Set task:
Reproduce word for word the part of the passage on the committee's SBIR amendments that runs from "Committee Democrats successfully" up to and including "actually commercializing products.".

Extract provided:
....
Committee Democrats successfully offered several other amendments to further strengthen the bill, including provisions written by: Reps. Al Lawson (D-FL); Stephanie Murphy (D-FL); Brad Schneider (D-IL); and Adriano Espaillat (D-NY). 
Mr. Lawson’s amendment focuses on supporting small businesses in later stages of the programs as they aim to bring their product to the market. By requiring SBIR programs to implement a Commercialization Assistance Pilot Program, Lawson and fellow Democrats hope to help small businesses transition from early product development phases to actually commercializing products. 
“This program is beneficial to not only small businesses, but also to the research facilities that support small business startups,” said Lawson. “I know that in my district in North Florida, our innovation hubs at Florida Agricultural and Mechanical University, Florida State University, and the University of North Florida will all benefit from the opportunity to utilize the SBIR program to help develop cutting edge technology that will see our country into the future. It is my hope that research institutions all across the country can do the same.”
Ms. Murphy’s amendment assists small businesses in commercializing their technology when obtaining government contracts. The measure would involve acquisition personnel in the SBIR and STTR program to help small businesses bring their products to the market.  Procurement Center Representatives, Offices of Small & Disadvantaged Business Utilization and Senior Procurement Executives in agencies would coordinate with appropriate agency procurement officials to help SBIR and STTR participating firms.
....
Data section:
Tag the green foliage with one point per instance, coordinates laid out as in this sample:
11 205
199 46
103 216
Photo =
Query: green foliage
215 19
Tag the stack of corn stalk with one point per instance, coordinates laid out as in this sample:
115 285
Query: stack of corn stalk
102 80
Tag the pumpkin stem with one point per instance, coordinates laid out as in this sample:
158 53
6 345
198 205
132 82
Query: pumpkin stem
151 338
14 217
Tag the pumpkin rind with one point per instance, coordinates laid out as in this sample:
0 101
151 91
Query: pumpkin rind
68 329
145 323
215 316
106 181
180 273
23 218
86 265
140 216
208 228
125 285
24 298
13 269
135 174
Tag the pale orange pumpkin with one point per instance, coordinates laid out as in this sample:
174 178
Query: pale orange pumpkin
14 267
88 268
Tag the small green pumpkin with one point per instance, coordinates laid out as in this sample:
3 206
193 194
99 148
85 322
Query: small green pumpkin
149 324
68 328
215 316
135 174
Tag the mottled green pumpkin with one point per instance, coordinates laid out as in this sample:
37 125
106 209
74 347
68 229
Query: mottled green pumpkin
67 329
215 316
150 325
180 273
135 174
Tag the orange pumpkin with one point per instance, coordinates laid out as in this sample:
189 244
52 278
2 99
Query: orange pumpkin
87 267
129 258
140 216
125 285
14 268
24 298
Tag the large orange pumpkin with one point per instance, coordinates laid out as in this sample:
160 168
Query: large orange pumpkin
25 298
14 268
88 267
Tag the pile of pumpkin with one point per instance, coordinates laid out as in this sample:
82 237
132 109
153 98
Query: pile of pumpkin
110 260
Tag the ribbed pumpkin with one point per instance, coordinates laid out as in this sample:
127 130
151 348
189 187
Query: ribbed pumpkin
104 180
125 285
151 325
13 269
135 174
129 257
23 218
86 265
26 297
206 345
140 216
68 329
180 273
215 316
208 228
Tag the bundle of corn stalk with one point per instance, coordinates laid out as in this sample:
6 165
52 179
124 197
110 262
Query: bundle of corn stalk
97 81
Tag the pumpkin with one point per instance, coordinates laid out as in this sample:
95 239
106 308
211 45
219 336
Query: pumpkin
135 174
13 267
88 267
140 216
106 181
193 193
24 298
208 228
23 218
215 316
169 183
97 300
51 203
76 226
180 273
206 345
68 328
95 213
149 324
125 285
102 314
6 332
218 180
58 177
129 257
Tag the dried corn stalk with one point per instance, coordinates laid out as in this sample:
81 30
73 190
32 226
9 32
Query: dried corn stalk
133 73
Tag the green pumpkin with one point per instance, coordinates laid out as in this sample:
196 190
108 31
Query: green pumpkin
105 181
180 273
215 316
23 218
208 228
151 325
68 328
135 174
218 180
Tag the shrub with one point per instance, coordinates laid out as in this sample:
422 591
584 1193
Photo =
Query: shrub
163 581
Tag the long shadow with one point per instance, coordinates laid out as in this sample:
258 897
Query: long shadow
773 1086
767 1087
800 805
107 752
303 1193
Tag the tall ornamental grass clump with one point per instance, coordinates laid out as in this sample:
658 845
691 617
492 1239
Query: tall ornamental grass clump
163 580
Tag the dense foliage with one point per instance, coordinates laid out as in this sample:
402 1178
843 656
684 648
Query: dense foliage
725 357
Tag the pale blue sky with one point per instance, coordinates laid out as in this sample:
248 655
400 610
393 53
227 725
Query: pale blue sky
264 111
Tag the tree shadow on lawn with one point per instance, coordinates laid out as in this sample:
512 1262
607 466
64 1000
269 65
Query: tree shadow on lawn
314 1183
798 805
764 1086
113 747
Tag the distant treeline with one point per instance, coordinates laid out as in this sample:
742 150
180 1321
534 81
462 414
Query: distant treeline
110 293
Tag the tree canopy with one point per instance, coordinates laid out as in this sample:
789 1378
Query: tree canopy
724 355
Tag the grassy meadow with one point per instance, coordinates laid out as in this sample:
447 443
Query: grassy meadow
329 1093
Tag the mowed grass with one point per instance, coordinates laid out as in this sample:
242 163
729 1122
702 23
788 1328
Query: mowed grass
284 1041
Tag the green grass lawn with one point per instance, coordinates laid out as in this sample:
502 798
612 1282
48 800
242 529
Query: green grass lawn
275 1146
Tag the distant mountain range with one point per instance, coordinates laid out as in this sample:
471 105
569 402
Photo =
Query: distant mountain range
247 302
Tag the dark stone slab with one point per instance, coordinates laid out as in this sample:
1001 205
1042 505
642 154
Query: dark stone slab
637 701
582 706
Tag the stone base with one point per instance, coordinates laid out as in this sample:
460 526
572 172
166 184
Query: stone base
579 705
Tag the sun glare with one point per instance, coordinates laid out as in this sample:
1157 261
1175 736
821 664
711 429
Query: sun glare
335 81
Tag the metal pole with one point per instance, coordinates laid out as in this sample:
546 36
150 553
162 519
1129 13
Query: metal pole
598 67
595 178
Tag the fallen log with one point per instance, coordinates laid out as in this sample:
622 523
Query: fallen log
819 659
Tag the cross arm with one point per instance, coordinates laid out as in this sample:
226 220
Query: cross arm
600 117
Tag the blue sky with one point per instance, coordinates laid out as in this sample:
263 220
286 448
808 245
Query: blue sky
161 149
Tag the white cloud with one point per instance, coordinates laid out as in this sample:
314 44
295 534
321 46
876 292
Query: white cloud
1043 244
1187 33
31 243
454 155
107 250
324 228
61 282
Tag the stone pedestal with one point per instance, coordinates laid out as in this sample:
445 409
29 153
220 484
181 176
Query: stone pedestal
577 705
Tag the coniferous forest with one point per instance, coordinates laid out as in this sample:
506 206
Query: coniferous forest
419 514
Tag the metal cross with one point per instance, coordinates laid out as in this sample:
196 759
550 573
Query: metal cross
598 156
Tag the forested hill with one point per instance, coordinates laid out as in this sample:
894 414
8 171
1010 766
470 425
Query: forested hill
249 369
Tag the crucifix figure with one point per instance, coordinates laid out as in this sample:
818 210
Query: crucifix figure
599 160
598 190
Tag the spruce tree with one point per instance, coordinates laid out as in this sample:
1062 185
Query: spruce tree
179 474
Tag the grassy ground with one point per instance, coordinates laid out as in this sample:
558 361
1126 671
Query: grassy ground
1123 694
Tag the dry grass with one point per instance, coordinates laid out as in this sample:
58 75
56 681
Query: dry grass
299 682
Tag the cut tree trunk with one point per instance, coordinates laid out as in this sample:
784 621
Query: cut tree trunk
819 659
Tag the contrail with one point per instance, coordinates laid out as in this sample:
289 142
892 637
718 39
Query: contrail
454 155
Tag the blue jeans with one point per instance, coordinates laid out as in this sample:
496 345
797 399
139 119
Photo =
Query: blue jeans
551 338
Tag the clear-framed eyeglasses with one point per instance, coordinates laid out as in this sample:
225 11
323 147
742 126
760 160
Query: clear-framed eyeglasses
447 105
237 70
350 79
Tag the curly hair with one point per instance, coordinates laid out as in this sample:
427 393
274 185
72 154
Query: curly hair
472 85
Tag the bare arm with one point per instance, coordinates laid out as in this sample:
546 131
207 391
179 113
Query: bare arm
....
The completed task:
Committee Democrats successfully offered several other amendments to further strengthen the bill, including provisions written by: Reps. Al Lawson (D-FL); Stephanie Murphy (D-FL); Brad Schneider (D-IL); and Adriano Espaillat (D-NY). 
Mr. Lawson’s amendment focuses on supporting small businesses in later stages of the programs as they aim to bring their product to the market. By requiring SBIR programs to implement a Commercialization Assistance Pilot Program, Lawson and fellow Democrats hope to help small businesses transition from early product development phases to actually commercializing products.